Outline annotation listing:
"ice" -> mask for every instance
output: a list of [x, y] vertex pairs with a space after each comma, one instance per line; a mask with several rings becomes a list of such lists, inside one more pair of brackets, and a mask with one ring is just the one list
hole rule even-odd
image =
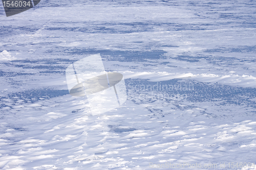
[[[0, 6], [0, 169], [254, 163], [255, 5], [41, 1], [8, 17]], [[127, 100], [92, 116], [66, 70], [98, 54]]]

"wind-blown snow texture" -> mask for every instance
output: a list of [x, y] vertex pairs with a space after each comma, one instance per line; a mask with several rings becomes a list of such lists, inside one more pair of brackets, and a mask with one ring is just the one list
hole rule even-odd
[[[255, 162], [255, 7], [41, 0], [6, 17], [1, 6], [0, 169]], [[128, 99], [90, 116], [65, 71], [98, 53], [124, 75]]]

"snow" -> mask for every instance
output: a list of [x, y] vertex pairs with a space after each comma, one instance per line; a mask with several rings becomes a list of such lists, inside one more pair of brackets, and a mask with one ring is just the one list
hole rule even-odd
[[[8, 17], [0, 6], [0, 169], [256, 169], [239, 166], [255, 162], [255, 5], [42, 0]], [[97, 54], [127, 100], [91, 116], [65, 70]], [[203, 167], [151, 167], [184, 163]]]

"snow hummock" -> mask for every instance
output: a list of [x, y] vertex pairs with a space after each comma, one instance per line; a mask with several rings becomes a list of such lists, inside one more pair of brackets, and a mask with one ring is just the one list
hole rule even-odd
[[0, 61], [12, 60], [15, 59], [16, 59], [16, 58], [14, 57], [12, 57], [11, 56], [11, 53], [10, 53], [6, 50], [4, 50], [2, 53], [0, 53]]

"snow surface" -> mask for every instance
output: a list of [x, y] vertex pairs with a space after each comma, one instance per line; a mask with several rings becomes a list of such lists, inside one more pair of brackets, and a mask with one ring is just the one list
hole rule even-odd
[[[41, 0], [7, 17], [0, 6], [0, 169], [255, 162], [255, 7]], [[65, 70], [98, 53], [106, 71], [123, 75], [127, 100], [90, 116], [86, 97], [69, 94]]]

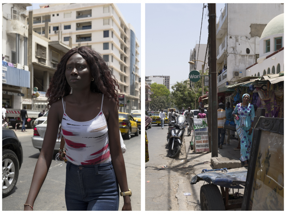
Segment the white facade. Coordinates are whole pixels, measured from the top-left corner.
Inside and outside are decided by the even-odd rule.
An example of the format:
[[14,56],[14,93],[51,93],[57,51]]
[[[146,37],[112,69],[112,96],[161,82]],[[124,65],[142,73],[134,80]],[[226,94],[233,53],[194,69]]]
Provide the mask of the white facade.
[[[116,4],[44,4],[40,6],[48,5],[33,11],[33,30],[44,35],[47,19],[51,40],[59,40],[72,48],[87,46],[100,53],[109,62],[118,81],[121,90],[119,93],[126,97],[126,106],[121,107],[121,111],[130,113],[139,109],[139,46],[132,36],[135,33],[134,27],[125,20]],[[134,65],[132,69],[131,63]]]
[[217,19],[218,73],[224,66],[227,67],[218,77],[218,92],[223,91],[220,88],[249,76],[246,68],[259,57],[260,40],[264,28],[284,12],[283,4],[225,4]]
[[[207,44],[200,44],[200,49],[199,49],[199,44],[196,44],[195,47],[192,49],[191,49],[190,53],[190,61],[192,60],[200,60],[203,62],[204,62],[204,58],[206,55],[206,50],[207,49]],[[198,51],[199,57],[198,58]],[[206,59],[206,62],[208,63],[208,48],[207,53],[207,57]],[[202,70],[202,66],[203,66],[204,64],[203,62],[200,61],[194,61],[195,65],[190,65],[190,72],[193,70],[196,70],[199,71],[200,70]],[[205,71],[207,67],[208,67],[208,65],[205,64],[204,70]],[[208,66],[207,66],[207,65]]]
[[[259,41],[260,57],[257,59],[257,63],[246,68],[245,72],[247,76],[261,76],[266,74],[284,72],[284,50],[276,52],[284,47],[284,14],[282,14],[274,18],[265,27],[262,35],[263,37]],[[281,37],[282,43],[280,46],[280,42],[277,45],[276,42],[277,38]],[[269,51],[267,52],[266,42],[268,40],[270,47]]]

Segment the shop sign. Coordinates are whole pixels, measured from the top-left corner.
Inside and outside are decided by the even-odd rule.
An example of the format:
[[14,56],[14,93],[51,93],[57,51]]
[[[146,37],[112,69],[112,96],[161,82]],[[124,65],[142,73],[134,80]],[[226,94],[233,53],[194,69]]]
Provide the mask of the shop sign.
[[119,94],[118,95],[118,99],[119,101],[119,106],[124,106],[124,95]]
[[23,100],[22,102],[22,104],[28,104],[32,105],[32,99],[29,98],[26,98]]
[[209,151],[208,144],[208,128],[195,129],[195,151],[196,152]]

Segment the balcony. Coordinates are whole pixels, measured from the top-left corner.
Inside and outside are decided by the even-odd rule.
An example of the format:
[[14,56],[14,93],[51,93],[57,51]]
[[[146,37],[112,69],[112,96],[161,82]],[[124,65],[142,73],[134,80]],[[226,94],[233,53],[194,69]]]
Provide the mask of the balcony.
[[226,82],[227,77],[227,69],[224,71],[222,73],[218,76],[217,82],[218,87]]
[[91,17],[91,10],[82,10],[76,12],[76,19]]

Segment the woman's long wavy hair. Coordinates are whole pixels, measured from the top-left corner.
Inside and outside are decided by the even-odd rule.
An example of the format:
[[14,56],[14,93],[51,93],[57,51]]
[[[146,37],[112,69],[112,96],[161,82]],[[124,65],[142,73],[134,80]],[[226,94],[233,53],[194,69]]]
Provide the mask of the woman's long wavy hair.
[[113,100],[119,108],[118,90],[117,87],[120,92],[121,90],[115,76],[112,74],[107,63],[99,53],[83,46],[71,49],[63,56],[58,64],[46,94],[48,103],[48,109],[50,109],[53,103],[70,93],[72,88],[65,77],[66,64],[70,57],[76,53],[82,56],[89,66],[92,76],[94,79],[91,82],[91,90],[103,93]]

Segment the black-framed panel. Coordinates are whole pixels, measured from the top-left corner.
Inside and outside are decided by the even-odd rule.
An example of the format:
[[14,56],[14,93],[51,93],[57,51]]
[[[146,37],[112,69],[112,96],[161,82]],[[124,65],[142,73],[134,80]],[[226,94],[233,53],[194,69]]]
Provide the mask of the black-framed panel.
[[284,210],[284,118],[260,117],[253,142],[241,210]]

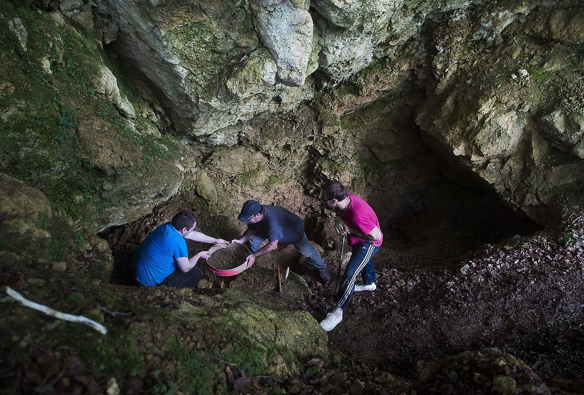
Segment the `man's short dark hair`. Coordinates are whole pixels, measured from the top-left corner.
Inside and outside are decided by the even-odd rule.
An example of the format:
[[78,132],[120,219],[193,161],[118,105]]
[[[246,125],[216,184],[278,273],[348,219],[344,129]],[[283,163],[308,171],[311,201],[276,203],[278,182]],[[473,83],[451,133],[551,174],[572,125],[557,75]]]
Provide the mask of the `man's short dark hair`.
[[190,229],[197,222],[197,217],[194,214],[187,210],[185,210],[177,213],[172,217],[171,223],[172,227],[176,230],[180,231],[183,228]]
[[345,185],[339,181],[329,181],[322,186],[322,191],[328,199],[336,199],[339,202],[347,197]]

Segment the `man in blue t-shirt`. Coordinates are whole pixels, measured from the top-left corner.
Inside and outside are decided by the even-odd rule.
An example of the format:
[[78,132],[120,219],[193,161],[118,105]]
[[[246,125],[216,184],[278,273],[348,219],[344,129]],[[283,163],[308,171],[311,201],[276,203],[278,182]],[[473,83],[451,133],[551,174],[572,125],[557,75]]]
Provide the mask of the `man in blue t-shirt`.
[[[326,264],[308,242],[304,232],[304,223],[296,214],[283,207],[248,200],[244,203],[238,219],[247,223],[248,228],[241,237],[232,241],[248,242],[252,253],[248,257],[248,267],[253,264],[256,258],[274,251],[278,245],[293,244],[318,269],[321,282],[325,285],[331,283]],[[259,245],[266,239],[268,244],[260,248]]]
[[197,287],[203,273],[195,265],[210,253],[201,251],[189,258],[185,239],[215,245],[227,242],[195,231],[196,225],[192,213],[182,211],[148,235],[132,258],[132,269],[140,285]]

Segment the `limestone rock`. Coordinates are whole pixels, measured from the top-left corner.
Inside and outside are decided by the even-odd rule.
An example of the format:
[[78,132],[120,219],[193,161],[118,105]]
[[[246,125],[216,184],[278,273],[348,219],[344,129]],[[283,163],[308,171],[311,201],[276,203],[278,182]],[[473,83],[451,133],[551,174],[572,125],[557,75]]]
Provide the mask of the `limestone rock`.
[[539,37],[566,44],[584,43],[584,11],[553,9],[543,13],[538,22],[531,24],[531,30]]
[[44,195],[16,178],[0,173],[0,244],[2,249],[44,257],[51,234],[53,216]]
[[269,52],[259,48],[240,64],[225,82],[229,91],[237,99],[259,93],[276,83],[276,65]]
[[94,83],[96,90],[105,94],[126,118],[135,119],[136,112],[126,95],[120,91],[117,80],[112,70],[103,65],[100,65],[100,74],[96,76]]
[[[210,144],[232,145],[237,139],[216,132],[266,111],[288,111],[314,94],[311,82],[296,88],[272,83],[274,63],[280,62],[279,79],[296,81],[296,86],[305,82],[309,61],[314,69],[317,54],[312,51],[315,37],[307,5],[281,9],[301,17],[289,26],[290,34],[296,36],[288,37],[303,41],[293,58],[287,49],[280,53],[283,50],[274,43],[279,52],[272,54],[272,62],[263,54],[265,48],[258,40],[246,2],[234,7],[216,0],[98,0],[95,6],[98,31],[106,41],[117,37],[112,48],[150,82],[180,133]],[[266,29],[276,27],[268,23]],[[305,37],[298,35],[305,31]],[[300,62],[290,63],[293,60]]]
[[26,39],[28,37],[28,32],[22,24],[22,21],[20,18],[12,18],[8,20],[8,29],[9,29],[16,37],[16,42],[18,43],[19,48],[22,52],[26,52]]
[[59,9],[67,17],[77,22],[85,30],[93,29],[93,14],[91,10],[91,2],[87,0],[61,0]]
[[217,191],[213,180],[204,171],[199,173],[196,178],[197,193],[201,195],[209,205],[216,204],[218,199]]
[[258,34],[276,62],[278,79],[289,86],[301,86],[306,79],[313,29],[309,5],[298,0],[249,2]]
[[542,119],[556,147],[584,159],[584,118],[556,110]]

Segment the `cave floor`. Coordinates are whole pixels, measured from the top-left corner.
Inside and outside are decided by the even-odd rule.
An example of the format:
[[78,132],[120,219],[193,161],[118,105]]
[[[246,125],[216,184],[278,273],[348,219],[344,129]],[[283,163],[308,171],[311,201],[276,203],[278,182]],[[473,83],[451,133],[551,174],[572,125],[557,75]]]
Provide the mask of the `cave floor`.
[[[145,235],[183,208],[171,202],[106,235],[116,262],[129,262]],[[484,244],[461,237],[471,230],[456,227],[425,242],[387,238],[374,258],[377,289],[354,294],[343,321],[329,333],[330,350],[408,380],[415,380],[428,361],[484,347],[510,352],[544,379],[584,377],[584,326],[579,320],[584,305],[582,246],[558,244],[545,231]],[[312,292],[304,302],[268,295],[275,271],[273,277],[242,281],[204,270],[203,283],[215,288],[232,283],[231,287],[276,308],[307,311],[319,321],[333,308],[339,253],[325,251],[323,256],[333,280],[326,287],[291,246],[256,261],[265,271],[277,262],[283,273],[289,266],[301,276]],[[113,282],[124,284],[131,273],[128,266],[121,267],[115,266]]]

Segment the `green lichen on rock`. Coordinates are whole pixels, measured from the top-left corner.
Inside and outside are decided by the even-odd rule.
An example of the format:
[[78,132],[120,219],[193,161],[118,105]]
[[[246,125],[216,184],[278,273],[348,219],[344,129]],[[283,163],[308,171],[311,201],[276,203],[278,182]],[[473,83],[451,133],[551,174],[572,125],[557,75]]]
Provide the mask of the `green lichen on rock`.
[[[179,145],[168,135],[135,130],[118,104],[96,91],[106,59],[96,36],[58,13],[1,7],[0,171],[41,189],[74,221],[98,230],[120,215],[124,192],[140,194],[145,184],[172,188],[168,180],[162,186],[144,179],[169,172],[178,179],[172,163]],[[6,27],[15,17],[28,32],[26,51]]]
[[[2,253],[4,258],[8,253]],[[151,386],[174,385],[187,393],[210,394],[228,392],[227,362],[251,378],[283,379],[300,373],[312,357],[328,358],[326,335],[308,313],[270,309],[237,291],[210,290],[206,295],[166,287],[115,286],[50,275],[49,267],[29,257],[14,256],[12,264],[27,278],[47,279],[42,290],[32,280],[18,285],[25,297],[85,315],[104,325],[108,333],[103,336],[67,322],[43,330],[43,316],[4,299],[0,312],[6,319],[2,327],[15,335],[2,341],[0,350],[11,358],[16,358],[15,351],[33,351],[34,342],[79,358],[96,377],[114,377],[123,386],[124,378],[137,376]],[[3,374],[14,364],[26,363],[11,361],[12,368],[3,366]]]

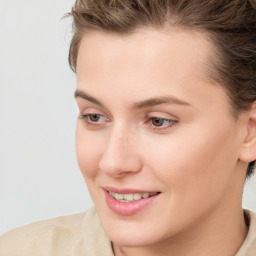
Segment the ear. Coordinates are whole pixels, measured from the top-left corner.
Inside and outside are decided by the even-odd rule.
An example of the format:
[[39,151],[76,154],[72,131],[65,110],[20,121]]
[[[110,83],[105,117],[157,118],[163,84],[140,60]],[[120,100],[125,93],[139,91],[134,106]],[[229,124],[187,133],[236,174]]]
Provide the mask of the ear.
[[244,138],[239,159],[244,162],[256,160],[256,101],[247,116],[247,133]]

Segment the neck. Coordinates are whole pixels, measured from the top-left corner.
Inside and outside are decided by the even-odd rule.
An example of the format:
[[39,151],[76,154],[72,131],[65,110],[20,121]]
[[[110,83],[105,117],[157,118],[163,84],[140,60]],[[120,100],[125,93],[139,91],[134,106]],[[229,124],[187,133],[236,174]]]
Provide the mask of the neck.
[[115,256],[232,256],[238,252],[247,233],[248,227],[241,207],[232,212],[215,209],[189,230],[161,243],[140,248],[114,244],[113,249]]

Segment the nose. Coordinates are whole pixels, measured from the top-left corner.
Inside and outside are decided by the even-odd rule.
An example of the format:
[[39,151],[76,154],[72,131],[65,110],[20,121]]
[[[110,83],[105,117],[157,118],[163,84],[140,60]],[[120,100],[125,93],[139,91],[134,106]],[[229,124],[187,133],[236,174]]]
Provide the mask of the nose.
[[112,131],[99,162],[100,171],[120,178],[142,169],[135,136],[121,129]]

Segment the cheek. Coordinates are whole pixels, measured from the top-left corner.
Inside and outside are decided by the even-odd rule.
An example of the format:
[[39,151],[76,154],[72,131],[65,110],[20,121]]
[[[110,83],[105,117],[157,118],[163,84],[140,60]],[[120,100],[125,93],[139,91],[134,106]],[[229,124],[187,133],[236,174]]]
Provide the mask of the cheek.
[[96,136],[85,132],[81,123],[76,128],[76,154],[79,168],[84,178],[93,178],[97,174],[102,143]]
[[[200,129],[204,127],[204,129]],[[186,196],[205,190],[215,194],[216,188],[224,189],[232,175],[236,160],[234,134],[226,129],[198,125],[189,133],[181,131],[166,138],[158,150],[149,155],[154,159],[153,170],[171,190]]]

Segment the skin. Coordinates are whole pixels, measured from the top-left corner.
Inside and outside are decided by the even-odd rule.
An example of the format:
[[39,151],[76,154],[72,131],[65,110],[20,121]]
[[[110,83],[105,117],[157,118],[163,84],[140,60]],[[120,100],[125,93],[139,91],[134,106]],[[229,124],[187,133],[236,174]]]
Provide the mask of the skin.
[[[81,41],[77,158],[115,255],[231,256],[247,235],[241,201],[256,155],[256,111],[232,116],[210,79],[211,52],[193,31],[90,32]],[[168,120],[158,127],[157,117]],[[161,194],[120,216],[105,186]]]

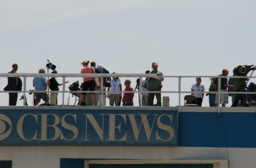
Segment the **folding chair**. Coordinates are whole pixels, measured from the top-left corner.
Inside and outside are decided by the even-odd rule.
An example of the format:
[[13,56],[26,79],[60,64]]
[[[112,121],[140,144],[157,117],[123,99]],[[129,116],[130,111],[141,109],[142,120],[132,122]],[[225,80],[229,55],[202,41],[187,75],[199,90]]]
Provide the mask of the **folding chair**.
[[[184,97],[184,105],[185,106],[199,106],[197,104],[197,98],[194,95],[186,95]],[[192,102],[195,102],[195,104],[192,104]]]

DIRECTIVE:
Please change "even-odd" to "nonzero" in the listing from its first line through the line containing "70], [98, 54]]]", and return those lines with nothing else altered and the picture left out.

THE SOLUTION:
"ice" -> mask for every instance
output: a list of [x, y] vertex pairs with a space after each comma, one instance per line; a mask with several rings becomes a list of such lists, inside one more pair of brackets, and a mask with one ring is just the one list
hole rule nonzero
image =
[[[0, 6], [0, 169], [254, 163], [255, 5], [41, 1], [8, 17]], [[127, 100], [92, 116], [66, 70], [98, 54]]]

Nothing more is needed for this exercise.